Your instructions »
Although the records include pictures, print only the rest, exactly as written.
==== Data for the task
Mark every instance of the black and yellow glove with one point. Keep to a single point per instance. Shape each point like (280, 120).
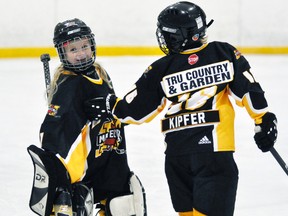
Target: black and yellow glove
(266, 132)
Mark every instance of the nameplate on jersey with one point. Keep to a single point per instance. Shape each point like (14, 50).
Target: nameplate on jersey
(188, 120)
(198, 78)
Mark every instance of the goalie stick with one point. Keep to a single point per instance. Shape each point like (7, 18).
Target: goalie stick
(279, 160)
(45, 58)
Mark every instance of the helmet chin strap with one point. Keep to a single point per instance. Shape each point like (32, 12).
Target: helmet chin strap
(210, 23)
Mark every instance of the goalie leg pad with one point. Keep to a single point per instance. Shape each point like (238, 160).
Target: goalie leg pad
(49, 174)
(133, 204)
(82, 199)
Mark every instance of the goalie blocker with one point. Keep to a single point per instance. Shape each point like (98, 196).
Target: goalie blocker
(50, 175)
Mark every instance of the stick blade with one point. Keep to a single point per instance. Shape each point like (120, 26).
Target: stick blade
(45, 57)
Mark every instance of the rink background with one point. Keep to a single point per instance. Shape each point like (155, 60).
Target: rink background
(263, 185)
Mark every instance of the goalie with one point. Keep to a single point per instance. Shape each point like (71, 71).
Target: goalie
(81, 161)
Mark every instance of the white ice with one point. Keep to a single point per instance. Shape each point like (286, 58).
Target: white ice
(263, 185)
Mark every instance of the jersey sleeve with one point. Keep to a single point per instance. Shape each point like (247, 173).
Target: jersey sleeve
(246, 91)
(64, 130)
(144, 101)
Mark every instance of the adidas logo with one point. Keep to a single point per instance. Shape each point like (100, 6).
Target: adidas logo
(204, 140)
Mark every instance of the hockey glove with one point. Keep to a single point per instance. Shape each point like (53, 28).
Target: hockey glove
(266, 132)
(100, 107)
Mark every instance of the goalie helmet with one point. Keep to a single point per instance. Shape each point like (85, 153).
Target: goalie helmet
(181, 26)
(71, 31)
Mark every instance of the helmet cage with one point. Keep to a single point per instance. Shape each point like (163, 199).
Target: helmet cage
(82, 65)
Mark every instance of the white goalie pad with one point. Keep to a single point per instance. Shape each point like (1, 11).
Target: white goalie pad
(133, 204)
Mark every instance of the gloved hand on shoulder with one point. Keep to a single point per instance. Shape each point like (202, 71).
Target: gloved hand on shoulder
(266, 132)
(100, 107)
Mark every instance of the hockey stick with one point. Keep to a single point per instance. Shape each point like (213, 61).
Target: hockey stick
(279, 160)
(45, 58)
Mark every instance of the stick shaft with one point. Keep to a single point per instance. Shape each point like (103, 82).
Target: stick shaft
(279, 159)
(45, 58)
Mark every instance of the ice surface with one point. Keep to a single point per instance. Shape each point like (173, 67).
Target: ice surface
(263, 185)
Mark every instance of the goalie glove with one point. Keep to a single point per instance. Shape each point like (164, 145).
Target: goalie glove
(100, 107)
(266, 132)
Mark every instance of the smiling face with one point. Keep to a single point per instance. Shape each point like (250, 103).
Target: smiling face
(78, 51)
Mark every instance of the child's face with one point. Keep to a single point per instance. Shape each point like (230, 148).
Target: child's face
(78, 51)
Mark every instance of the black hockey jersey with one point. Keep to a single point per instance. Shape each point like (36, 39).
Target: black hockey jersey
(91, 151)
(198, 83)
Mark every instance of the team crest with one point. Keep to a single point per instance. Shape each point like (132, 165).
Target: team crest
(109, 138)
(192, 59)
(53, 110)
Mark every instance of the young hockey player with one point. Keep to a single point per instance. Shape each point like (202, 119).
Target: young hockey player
========
Finished exercise »
Mark every instance of the black and yellow glove with one point. Keep to a single point per instance. Shape each point like (280, 120).
Target: black and yellow glove
(266, 132)
Mark every instance of the nameplate on jersey with one point. Keep to a single point per instance. Shape each point like (14, 50).
Target: nameplate on jersey
(188, 120)
(198, 78)
Mark every instance of the goalie stick with one point. Keep to a single point per instance. Shape each point like (7, 18).
Target: goalie stick
(279, 160)
(45, 58)
Mark every instance of the helmet chin strap with one point. Keep to a single point per instance. Shape each point like (32, 12).
Target: helmet chin strap
(210, 23)
Mark every instance of the goalie leg pad with one point. Keep to a single point per instance. Shape each point like (238, 160).
Target: goalie leg pad
(49, 174)
(133, 204)
(82, 199)
Mark every instance of the goalie blocker with one point. Keep to a single point per instance. Shape each point like (98, 196).
Target: goalie blocker
(50, 175)
Mark every instance of the stick blade with one point. Keep to a single point per instance. Shape each point like (120, 26).
Target: stick blade
(45, 57)
Mark every instance of the rink background with one point. Keep to a single point per instance. Shape each point like (155, 60).
Target: rink background
(263, 185)
Mark every instance of the goalie with one point. Keep to a single point per instance. Shape each point like (71, 71).
Target: goalie
(81, 161)
Mark every instance of the white ice with one point. Keep to a single point per instance. Shape each point like (286, 58).
Target: white ice
(263, 185)
Mark every instance of the jersey sleeve with one point. Keep to a single point per instance. Shape each point like (247, 173).
Target: jersey sleeve
(246, 91)
(64, 130)
(144, 101)
Mark every instance of the adidas logo with one point. Keep to a single point per instance. Shape each point like (100, 6).
Target: adidas logo
(204, 140)
Mark every instance of the hockey glove with one point. Keep to a single point per instance. Shape each point like (53, 28).
Target: hockey glove
(266, 132)
(100, 107)
Mark every instance of the goalie helmet with one point. Keep to a single point per instance. Shape each point like (85, 153).
Target: goalie helmet
(181, 26)
(71, 31)
Mark every instance of the helmet cage with one point. Keep to a single point per instance. Shape each point like (163, 199).
Target: helmet cage
(82, 65)
Mark every instance of the white goalie pad with one point. Keep to a single point per instance. Shape each point like (1, 11).
Target: white goalie pad
(133, 204)
Mark every instance of the gloved hand on shoulder with one point. Keep to a single point per instance. Shape each point like (202, 71).
Target: gloved hand on shoulder
(266, 132)
(100, 107)
Mark every instance of the hockey stick with one point. Keep to a single point per instance. Shape each point like (213, 61).
Target: hockey stick
(279, 160)
(45, 58)
Mark every instance of the stick shaft with one point. Keep to a single point per instance. Shape each point like (103, 82).
Target: stick shaft
(279, 159)
(45, 58)
Mark every instance of the ice surface with one point. Keep to a single point per instance. Shape each point like (173, 67).
Target: ice surface
(263, 185)
Mark every instance of the goalie glove with one point. Keep to a single point per instance. Shape each point like (164, 145).
Target: goalie glove
(100, 107)
(266, 132)
Mark every instance of the smiling face with one point. Keep to a single point per instance. Shape each point like (250, 103).
Target: smiling face
(78, 51)
Mark every instance of the child's face with one point. Keep to a single point per instance. Shape each point like (230, 148).
Target: child's face
(78, 51)
Mark every instance of the black hockey jersey with one point. Keep to a single point per instance. Shape each point like (36, 39).
Target: black hockey jersey
(91, 151)
(198, 83)
Mark every instance of the team crest with one point. Keep to a single point per instance. Shape each point like (132, 165).
Target: team crest
(109, 138)
(192, 59)
(53, 110)
Mark every instance of the young hockey player with one point. Keep to a single point per instance. Shape each point like (202, 119).
Target: young hockey player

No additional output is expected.